Rewrite the entries from the line containing "Annotate the gray" through the end, swapping "windblown" for "tousled" and changing nothing else.

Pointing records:
>>>
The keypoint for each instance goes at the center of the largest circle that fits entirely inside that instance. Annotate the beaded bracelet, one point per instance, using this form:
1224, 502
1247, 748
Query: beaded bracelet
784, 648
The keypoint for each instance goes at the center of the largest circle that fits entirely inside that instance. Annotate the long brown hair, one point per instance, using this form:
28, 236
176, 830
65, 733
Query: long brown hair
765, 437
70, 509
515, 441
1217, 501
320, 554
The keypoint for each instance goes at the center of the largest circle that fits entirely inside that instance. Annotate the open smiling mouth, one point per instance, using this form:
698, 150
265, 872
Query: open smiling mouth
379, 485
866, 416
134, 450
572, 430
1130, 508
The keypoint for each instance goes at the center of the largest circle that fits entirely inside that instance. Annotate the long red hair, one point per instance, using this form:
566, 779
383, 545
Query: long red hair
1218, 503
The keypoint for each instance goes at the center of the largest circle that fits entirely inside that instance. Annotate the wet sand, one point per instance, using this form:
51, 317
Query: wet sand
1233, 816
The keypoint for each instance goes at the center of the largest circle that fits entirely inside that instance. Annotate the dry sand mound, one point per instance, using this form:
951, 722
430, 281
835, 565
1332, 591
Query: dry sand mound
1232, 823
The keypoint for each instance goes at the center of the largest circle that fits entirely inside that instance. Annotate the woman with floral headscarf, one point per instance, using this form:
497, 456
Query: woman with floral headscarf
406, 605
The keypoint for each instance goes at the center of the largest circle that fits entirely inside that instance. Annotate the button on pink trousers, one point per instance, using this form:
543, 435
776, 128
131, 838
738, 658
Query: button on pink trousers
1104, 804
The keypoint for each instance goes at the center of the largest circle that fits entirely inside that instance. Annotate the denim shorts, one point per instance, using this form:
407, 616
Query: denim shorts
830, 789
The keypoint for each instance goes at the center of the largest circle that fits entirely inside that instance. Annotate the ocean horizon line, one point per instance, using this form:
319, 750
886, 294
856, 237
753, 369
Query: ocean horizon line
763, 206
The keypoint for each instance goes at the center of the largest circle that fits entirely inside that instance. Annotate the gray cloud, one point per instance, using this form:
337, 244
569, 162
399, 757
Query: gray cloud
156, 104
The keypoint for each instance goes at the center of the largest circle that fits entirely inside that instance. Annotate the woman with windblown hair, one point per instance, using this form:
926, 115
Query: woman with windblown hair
<<<
▶ Response
The keypoint for each instance goes at the center of the largest circle that fits entirely inside that instance. Annotate the gray cloud, one point per instance, using this form:
337, 244
569, 162
399, 757
Query: gray cloud
156, 104
The keypoint for each instance goes at the center of the largest circle that fits entirely inside that instance. Annotate the woman with tousled hair, one point per instance, using this form:
926, 115
Query: woman with tousled hair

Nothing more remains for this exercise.